══ INPUT ══

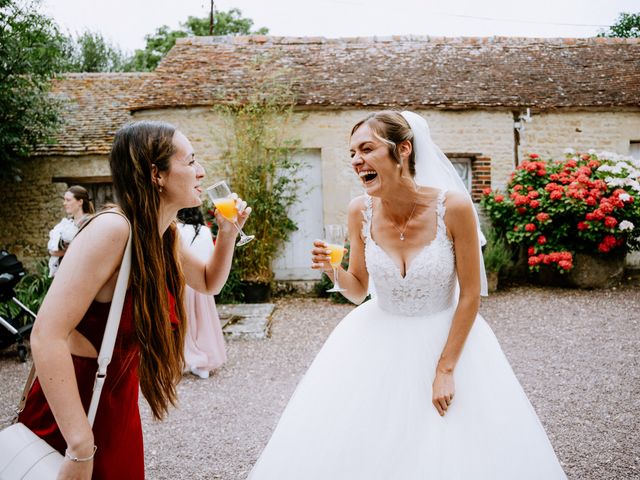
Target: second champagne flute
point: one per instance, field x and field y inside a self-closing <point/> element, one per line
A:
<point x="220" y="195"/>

═══
══ INPUT ══

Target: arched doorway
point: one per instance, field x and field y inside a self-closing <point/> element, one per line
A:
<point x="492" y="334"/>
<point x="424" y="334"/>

═══
══ INPUT ══

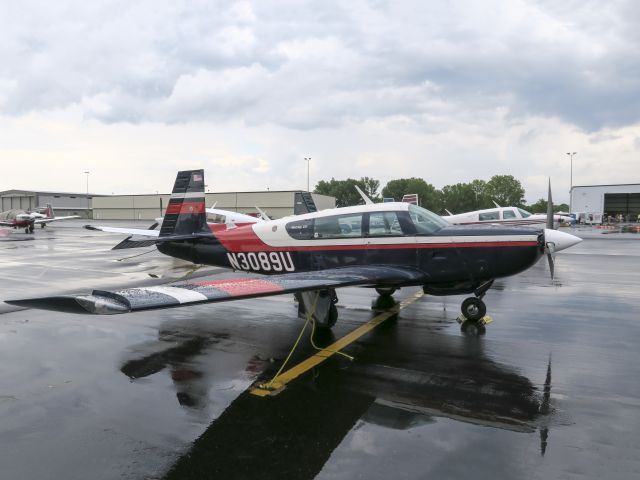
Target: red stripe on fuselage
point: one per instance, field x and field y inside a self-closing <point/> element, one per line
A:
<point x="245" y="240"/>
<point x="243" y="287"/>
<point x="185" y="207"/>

═══

PROBLEM: Count the lines in the records above that contain the word "Target", and give only that number.

FULL ANSWER: 3